* Begin RECORD SET *

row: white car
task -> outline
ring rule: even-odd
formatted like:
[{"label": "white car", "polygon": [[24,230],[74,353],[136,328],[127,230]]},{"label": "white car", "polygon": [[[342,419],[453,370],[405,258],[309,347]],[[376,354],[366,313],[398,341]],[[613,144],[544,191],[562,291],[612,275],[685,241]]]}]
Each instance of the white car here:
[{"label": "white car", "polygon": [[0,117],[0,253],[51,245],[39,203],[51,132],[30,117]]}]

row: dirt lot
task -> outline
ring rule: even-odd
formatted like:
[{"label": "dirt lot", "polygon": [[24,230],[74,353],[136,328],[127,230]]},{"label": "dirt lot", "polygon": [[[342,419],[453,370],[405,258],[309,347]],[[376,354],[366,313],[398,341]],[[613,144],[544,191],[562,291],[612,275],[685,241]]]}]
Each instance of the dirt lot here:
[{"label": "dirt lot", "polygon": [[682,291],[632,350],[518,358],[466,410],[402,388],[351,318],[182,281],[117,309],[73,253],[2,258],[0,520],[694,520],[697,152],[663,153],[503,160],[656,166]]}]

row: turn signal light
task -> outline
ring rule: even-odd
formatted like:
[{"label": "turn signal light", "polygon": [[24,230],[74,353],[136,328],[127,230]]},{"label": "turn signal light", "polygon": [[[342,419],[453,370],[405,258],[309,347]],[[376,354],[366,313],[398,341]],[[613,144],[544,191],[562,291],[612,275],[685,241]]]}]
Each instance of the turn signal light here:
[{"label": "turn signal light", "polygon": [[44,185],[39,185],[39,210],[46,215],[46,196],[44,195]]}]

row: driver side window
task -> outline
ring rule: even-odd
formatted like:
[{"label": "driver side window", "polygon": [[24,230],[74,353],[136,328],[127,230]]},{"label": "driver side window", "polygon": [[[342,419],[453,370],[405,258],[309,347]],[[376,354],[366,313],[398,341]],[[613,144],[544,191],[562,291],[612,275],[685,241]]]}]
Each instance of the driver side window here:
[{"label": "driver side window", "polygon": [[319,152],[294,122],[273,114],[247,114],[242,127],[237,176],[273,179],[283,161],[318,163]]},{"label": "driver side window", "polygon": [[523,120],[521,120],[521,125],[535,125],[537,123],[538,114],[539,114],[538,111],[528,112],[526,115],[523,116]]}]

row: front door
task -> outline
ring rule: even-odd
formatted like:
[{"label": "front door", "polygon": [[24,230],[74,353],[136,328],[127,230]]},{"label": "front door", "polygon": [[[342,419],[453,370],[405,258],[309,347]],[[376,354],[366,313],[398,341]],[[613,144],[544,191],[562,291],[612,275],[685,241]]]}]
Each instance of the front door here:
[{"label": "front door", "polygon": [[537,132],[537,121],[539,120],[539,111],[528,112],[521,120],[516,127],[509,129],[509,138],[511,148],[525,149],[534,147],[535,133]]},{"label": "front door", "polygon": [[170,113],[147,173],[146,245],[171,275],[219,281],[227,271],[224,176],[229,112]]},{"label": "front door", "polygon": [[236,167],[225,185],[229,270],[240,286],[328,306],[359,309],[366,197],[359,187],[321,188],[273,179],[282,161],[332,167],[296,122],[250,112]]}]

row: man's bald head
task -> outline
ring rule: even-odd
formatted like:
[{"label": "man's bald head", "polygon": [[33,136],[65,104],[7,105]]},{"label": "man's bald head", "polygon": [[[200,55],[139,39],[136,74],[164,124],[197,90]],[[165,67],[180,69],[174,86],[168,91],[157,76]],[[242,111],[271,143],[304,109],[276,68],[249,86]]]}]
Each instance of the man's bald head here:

* End RECORD SET *

WHAT THE TASK REQUIRES
Reproduce the records above, from the line containing "row: man's bald head" through the last line, keeping every character unchanged.

CORRECT ANSWER
row: man's bald head
task -> outline
ring rule: even-odd
formatted like:
[{"label": "man's bald head", "polygon": [[33,136],[65,104],[7,105]]},{"label": "man's bald head", "polygon": [[[200,55],[139,39],[136,74],[164,124],[197,90]],[[165,67],[180,69],[174,86],[168,91],[157,76]],[[242,111],[271,143],[304,109],[276,68],[249,86]]]}]
Each instance of the man's bald head here:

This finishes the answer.